— OBJETIVO DECLARADO 1 —
Responda com base no texto sobre o Barco de Fogo de Estância:
(a) Em que ano o Barco de Fogo se tornou patrimônio imaterial do Estado?
(b) Que ofício Chico Surdo passou a exercer?
(c) Em que século e em que região surgiram as espadas e os buscapés?
— OBJETIVO DECLARADO 2 —
Retome o texto sobre o Barco de Fogo de Estância logo após a última frase e continue a escrita.

— TRECHO FORNECIDO —
# # # # # # #

Por Eduardo Marcelo Silva Rocha *

Estância é um dos berços culturais do nosso Estado, conhecida como Cidade Jardim, onde se realiza uma das mais tradicionais festas juninas que se destaca por possuir o maior o Barco de Fogo e os bailes pirotécnicos decorrentes do próprio barco e das espadas e buscapés.

A origem das espadas/buscapés vem do século XIV, no mundo Árabe, sofrendo mudanças em seu emprego e construção, desde o uso bélico (no passado) ao recreativo (atualmente), sendo apenas o rojão (espadas) ou rojão acompanhado de explosão (buscapé).

O nosso Barco de Fogo tornou-se patrimônio imaterial do Estado em 2003 e ganhou oficialmente um dia – o Dia do Barco de Fogo – sendo este o dia 11 de junho. Dia do nascimento de Chico Surdo.

Chico Surdo

Chico Surdo – Antônio Francisco da Silva Cardoso – nascido em 1904, sonhava ser marinheiro, destino comum à época, dos que procuravam uma vida melhor nas comunidades mais pobres da Cidade Jardim. Sonho não realizado devido à deficiência auditiva que, inclusive, carregava referência no apelido.

Irresignado, Chico procurou um ofício e tornou-se jardineiro municipal – guardem esse detalhe – e certo dia decidiu procurar seu barco onde pudesse realizar o sonho de marujar. Daí, Chico aproveitando-se da tradição junina de sua cidade, bolou meticulosamente até conseguir construir um barco movido por espadas e enfeitado com outros artifícios pirotécnicos que funcionariam combinado com o empuxo das espadas. A partir de duas “tesouras” de madeira, esticou um fio de arame capaz de sustentar a viagem do seu barco por dezenas de metros, num espetáculo que se repete há quase 100 anos na terra de Gilberto Amado e Graccho Cardoso.

Na tradição raiz do São João estanciano, que fez o Barco de Fogo ser objeto de atenção nacional, os barcos corriam e eram saudados por buscapés.

# # # # # # #

— TRECHOS DOS DADOS —

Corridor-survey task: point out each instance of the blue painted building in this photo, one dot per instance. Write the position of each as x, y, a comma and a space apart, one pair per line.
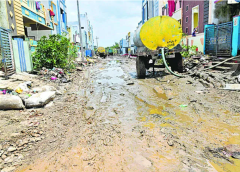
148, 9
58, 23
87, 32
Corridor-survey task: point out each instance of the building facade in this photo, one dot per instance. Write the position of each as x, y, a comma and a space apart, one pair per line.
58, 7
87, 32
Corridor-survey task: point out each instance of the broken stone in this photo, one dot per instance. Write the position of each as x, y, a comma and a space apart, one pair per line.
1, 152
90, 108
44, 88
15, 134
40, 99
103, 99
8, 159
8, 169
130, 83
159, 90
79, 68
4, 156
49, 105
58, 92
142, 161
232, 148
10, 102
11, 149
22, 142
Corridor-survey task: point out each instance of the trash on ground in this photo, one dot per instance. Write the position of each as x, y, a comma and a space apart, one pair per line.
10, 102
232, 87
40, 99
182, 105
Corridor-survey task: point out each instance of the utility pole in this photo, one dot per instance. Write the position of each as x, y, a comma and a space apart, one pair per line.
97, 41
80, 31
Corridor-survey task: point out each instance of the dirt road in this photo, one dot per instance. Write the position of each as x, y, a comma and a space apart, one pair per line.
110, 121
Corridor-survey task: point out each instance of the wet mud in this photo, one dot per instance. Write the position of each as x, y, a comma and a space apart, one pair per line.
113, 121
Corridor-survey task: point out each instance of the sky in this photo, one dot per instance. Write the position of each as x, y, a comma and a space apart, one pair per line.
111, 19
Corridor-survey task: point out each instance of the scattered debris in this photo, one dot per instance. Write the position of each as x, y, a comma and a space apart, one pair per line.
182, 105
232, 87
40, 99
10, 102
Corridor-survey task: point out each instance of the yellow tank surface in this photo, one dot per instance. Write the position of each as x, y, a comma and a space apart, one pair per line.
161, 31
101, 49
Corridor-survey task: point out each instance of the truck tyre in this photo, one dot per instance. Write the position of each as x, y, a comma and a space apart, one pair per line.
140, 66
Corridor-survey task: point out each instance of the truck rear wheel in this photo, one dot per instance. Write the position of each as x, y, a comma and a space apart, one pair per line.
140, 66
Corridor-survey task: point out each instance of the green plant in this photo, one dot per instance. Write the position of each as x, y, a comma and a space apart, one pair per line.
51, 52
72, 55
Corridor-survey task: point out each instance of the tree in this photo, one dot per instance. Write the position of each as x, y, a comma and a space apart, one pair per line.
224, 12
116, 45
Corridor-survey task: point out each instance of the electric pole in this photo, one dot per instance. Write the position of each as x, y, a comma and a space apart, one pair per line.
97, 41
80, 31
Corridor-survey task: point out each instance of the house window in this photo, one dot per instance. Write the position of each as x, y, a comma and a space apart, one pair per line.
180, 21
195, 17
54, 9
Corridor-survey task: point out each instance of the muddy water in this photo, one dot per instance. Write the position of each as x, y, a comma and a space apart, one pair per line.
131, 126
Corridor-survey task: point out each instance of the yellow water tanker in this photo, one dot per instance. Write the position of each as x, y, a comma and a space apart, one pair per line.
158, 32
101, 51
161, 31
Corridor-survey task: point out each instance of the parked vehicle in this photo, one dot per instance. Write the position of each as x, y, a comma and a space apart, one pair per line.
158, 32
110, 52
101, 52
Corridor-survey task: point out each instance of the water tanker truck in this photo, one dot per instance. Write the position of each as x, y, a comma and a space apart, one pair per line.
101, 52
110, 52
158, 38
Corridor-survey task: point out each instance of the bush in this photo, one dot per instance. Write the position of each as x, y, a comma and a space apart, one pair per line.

# # # # # # #

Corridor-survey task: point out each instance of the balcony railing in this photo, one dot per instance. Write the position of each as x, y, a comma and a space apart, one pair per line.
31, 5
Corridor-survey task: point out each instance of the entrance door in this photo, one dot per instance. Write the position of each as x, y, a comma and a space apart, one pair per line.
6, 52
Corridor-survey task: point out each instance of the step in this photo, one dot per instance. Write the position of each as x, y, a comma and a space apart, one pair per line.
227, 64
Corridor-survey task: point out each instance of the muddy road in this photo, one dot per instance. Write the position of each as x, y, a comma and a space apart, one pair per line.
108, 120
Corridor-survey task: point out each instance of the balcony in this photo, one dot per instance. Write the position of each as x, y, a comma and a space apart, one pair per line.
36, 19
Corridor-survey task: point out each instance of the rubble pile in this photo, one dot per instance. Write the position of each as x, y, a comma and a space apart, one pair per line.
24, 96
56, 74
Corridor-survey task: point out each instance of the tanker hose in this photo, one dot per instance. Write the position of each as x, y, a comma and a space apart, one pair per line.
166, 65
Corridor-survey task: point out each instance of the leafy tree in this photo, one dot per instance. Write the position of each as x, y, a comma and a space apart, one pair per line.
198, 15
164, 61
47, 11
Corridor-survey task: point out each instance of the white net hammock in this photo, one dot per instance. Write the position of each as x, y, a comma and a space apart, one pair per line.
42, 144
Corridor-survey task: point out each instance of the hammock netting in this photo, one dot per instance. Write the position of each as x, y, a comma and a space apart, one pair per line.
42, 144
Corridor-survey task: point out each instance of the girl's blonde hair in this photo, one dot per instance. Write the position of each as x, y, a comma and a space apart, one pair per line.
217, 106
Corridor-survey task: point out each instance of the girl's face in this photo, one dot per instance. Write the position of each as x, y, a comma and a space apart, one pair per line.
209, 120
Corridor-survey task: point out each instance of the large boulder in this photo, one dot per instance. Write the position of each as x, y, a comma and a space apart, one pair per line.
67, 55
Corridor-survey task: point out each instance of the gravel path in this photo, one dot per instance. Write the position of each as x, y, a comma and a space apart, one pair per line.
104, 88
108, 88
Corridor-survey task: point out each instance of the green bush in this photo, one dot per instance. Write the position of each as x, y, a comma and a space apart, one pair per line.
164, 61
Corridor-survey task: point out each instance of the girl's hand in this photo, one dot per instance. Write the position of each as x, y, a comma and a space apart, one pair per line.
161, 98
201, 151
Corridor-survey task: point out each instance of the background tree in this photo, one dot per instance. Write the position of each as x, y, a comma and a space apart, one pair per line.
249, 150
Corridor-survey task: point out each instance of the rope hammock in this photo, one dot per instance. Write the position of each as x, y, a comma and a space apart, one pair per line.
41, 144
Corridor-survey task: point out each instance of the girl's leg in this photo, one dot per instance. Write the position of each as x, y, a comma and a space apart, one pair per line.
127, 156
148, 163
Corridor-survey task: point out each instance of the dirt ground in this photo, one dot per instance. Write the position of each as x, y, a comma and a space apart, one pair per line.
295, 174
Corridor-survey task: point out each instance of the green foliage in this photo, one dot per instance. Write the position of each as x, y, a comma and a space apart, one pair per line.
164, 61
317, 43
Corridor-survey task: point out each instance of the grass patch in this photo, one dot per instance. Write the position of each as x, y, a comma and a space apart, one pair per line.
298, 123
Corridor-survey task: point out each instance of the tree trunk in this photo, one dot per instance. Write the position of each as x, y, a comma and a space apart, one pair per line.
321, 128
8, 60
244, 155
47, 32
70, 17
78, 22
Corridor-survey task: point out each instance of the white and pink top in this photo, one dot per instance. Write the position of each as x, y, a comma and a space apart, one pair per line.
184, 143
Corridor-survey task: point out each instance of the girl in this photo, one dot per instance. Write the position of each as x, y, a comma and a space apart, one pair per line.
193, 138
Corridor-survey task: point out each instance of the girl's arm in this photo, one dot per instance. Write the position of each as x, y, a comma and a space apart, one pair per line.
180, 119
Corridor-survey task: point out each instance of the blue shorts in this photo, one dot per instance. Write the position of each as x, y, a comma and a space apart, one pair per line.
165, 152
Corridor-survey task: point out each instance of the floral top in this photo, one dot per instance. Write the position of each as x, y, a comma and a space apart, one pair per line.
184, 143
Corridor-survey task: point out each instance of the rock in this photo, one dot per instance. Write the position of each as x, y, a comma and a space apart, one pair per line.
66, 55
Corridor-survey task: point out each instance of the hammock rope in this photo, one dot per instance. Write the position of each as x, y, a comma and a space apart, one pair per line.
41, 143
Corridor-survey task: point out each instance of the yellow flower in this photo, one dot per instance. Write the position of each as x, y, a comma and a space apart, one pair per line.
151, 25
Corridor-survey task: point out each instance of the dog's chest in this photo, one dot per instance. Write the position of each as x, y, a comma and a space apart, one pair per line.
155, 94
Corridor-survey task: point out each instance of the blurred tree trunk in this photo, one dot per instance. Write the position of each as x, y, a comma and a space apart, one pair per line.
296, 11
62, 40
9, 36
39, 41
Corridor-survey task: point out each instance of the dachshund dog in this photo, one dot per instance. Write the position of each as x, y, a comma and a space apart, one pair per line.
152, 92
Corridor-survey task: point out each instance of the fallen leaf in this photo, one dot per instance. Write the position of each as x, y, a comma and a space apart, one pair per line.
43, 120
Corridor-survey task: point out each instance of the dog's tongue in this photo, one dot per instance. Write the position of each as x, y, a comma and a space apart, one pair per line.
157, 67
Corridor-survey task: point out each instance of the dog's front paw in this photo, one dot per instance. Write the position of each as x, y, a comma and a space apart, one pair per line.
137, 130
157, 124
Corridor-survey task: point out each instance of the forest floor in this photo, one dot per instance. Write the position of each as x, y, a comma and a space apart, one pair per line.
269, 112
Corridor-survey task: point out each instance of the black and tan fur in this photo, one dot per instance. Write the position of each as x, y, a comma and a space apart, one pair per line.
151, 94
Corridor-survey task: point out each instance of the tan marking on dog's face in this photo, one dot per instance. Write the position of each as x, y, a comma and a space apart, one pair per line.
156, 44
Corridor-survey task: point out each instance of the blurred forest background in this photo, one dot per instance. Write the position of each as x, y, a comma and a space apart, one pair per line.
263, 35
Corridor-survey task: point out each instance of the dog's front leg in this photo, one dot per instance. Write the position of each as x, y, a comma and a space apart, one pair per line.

# # # # # # #

— RESPOSTA ESCRITA 1 —
(a) Em 2003.
(b) Chico Surdo tornou-se jardineiro municipal.
(c) No século XIV, no mundo árabe.

— RESPOSTA ESCRITA 2 —
O grande momento, que acompanhei a partir dos anos 80, acontecia na Praça da Matriz N S de Guadalupe, no movimento de vai e vem do barco, esperávamos ele ir – cumprindo a primeira parte do trajeto, quando então todos acendiam seus buscapés e, literalmente devido à fumaça, o tempo fechava.

Eram outros tempos, quando íamos de roupa “jeans” molhada propositadamente para assegurar minimamente a perigosa, gratificante e viciante brincadeira. Eita Chico Surdo!

Hoje ou ontem, o Barco de Fogo é a grande vitrine do nosso São João para o Brasil. Lá está ele em posição central no Largo da Gente Sergipana, monumento que consagra as tradições culturais sergipanas.

Como não render homenagens a Chico Surdo?

Mas, o hômi não era mole (como dizemos aqui), criou a grande marca da tradição estanciana, despretensiosamente, enquanto trabalhava tomando conta dos jardins da cidade, com dedicação e compromisso.

Lembram que ele era jardineiro?

Pois bem, segundo as pessoas da época em que ele exercia o ofício, suas podas extrapolavam o ordinário, consistindo em verdadeiras obras de arte, dado seu esmero, cuidado e talento.

Ou seja, Chico Surdo contribuiu não apenas com o Barco de Fogo, mas também no seu ofício ajudou a consolidar a fama de Cidade Jardim em nossa princesa do Piauitinga, com seus belíssimos jardins!

Em reconhecimento ao seu valor, o povo “da” Estância – um grupo de amigos, capitaneado por Reginaldo Lima – resolveu criar uma associação em sua homenagem, culminando na realização do primeiro cortejo do Chico Surdo, em 2019. Tal cortejo, hoje integra o calendário de festas juninas da cidade, realizado no dia de hoje, 11/06.

Enfim, o sonho e o esmero de um homem simples influenciou decisivamente no encaminhamento cultural de uma cidade, seja através do Barco de Fogo ou cuidando dos belíssimos jardins.

É para poucos, e como dizia Nietzsche: ECCO HOMMO.

Fogo no Beco!

* É tenente coronel da PM/SE e membro da Academia Brasileira de Letras e Artes do cangaço. (eduardomarcelosilvarocha@yahoo.com.br)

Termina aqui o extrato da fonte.